### Written instruction
Transcribe the listing word for word.

### Position identification records

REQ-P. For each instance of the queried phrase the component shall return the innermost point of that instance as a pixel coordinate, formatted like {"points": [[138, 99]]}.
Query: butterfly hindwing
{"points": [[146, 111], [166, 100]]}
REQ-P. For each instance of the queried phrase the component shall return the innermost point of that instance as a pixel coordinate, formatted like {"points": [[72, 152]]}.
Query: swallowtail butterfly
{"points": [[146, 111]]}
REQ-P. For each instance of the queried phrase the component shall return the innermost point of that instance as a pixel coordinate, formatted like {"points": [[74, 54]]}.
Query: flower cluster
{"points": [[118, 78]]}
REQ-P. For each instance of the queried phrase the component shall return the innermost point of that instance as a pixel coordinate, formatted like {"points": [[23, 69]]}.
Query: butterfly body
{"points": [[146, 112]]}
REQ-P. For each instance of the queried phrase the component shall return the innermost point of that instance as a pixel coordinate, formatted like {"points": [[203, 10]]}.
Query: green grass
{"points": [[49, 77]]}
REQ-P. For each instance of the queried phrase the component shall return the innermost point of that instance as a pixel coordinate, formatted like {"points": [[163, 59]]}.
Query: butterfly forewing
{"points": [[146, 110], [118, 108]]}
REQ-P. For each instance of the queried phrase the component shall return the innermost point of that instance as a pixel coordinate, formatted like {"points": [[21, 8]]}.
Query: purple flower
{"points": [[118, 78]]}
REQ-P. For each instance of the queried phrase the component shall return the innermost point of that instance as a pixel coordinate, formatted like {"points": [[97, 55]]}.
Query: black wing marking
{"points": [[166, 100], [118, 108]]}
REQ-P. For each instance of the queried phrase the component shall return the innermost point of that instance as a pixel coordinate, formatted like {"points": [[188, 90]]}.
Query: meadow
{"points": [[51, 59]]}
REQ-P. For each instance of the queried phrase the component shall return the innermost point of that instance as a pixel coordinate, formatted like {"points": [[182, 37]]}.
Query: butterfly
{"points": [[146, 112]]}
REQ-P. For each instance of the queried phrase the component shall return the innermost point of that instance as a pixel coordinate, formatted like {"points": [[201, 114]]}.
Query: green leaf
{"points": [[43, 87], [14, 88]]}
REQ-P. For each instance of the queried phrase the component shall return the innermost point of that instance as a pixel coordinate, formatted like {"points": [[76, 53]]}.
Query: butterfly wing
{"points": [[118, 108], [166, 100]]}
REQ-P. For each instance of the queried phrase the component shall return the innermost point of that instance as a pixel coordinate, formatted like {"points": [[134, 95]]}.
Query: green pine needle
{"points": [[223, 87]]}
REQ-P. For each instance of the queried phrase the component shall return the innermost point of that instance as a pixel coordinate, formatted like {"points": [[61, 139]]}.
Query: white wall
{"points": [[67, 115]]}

### Answer
REQ-P. For each instance of the queried phrase the component shall return the innermost point of that instance as a pixel coordinate, formatted like {"points": [[138, 99]]}.
Query: butterfly hindwing
{"points": [[146, 111], [166, 100]]}
REQ-P. For each instance of the queried phrase the component shall return the innermost point of that instance as a pixel coordinate, formatted like {"points": [[72, 152]]}.
Query: swallowtail butterfly
{"points": [[146, 111]]}
REQ-P. For each instance of the queried phrase the component shall return the innermost point of that instance as a pixel coordinate, formatted like {"points": [[74, 54]]}.
Query: flower cluster
{"points": [[118, 78]]}
REQ-P. For each instance of the queried phrase the component shall return the innermost point of that instance as a pixel coordinate, formatted like {"points": [[23, 69]]}.
Query: butterfly body
{"points": [[146, 112]]}
REQ-P. For each instance of the queried phrase the component shall return the innermost point of that instance as a pixel coordinate, formatted like {"points": [[203, 10]]}.
Query: green grass
{"points": [[49, 77]]}
REQ-P. For each instance of the queried phrase the component shall return the innermost point of that instance as a pixel coordinate, formatted like {"points": [[163, 59]]}.
Query: butterfly forewing
{"points": [[146, 110], [118, 108]]}
REQ-P. For each instance of the queried phrase the component shall return the innermost point of that instance as a pixel coordinate, formatted like {"points": [[21, 8]]}.
Query: purple flower
{"points": [[118, 78]]}
REQ-P. For each instance of the queried phrase the component shall return the innermost point of that instance as a pixel coordinate, formatted like {"points": [[97, 55]]}.
Query: black wing marking
{"points": [[166, 100], [118, 108]]}
REQ-P. For each instance of the queried phrase the component shall return the innermost point of that instance as a pixel coordinate, formatted like {"points": [[188, 90]]}.
Query: meadow
{"points": [[51, 59]]}
REQ-P. For each instance of the queried phrase the component shall return the innermost point of that instance as a pixel coordinate, formatted like {"points": [[182, 37]]}.
Query: butterfly
{"points": [[146, 112]]}
REQ-P. For each instance of the queried phrase the component shall return the innermost point of that instance as a pixel coordinate, formatted like {"points": [[201, 114]]}.
Query: green leaf
{"points": [[43, 87], [14, 88]]}
REQ-P. For each instance of the queried phrase the component shall return the innermost point of that instance as a pixel coordinate, formatted like {"points": [[76, 53]]}.
Query: butterfly wing
{"points": [[118, 108], [166, 100]]}
REQ-P. For each instance of the queried phrase the component shall return the innermost point of that instance as a pixel coordinate, formatted like {"points": [[134, 95]]}.
Query: green pine needle
{"points": [[223, 87]]}
REQ-P. For each instance of the queried phrase the component shall return the innermost point of that instance as a pixel coordinate, formatted like {"points": [[61, 139]]}.
Query: white wall
{"points": [[67, 115]]}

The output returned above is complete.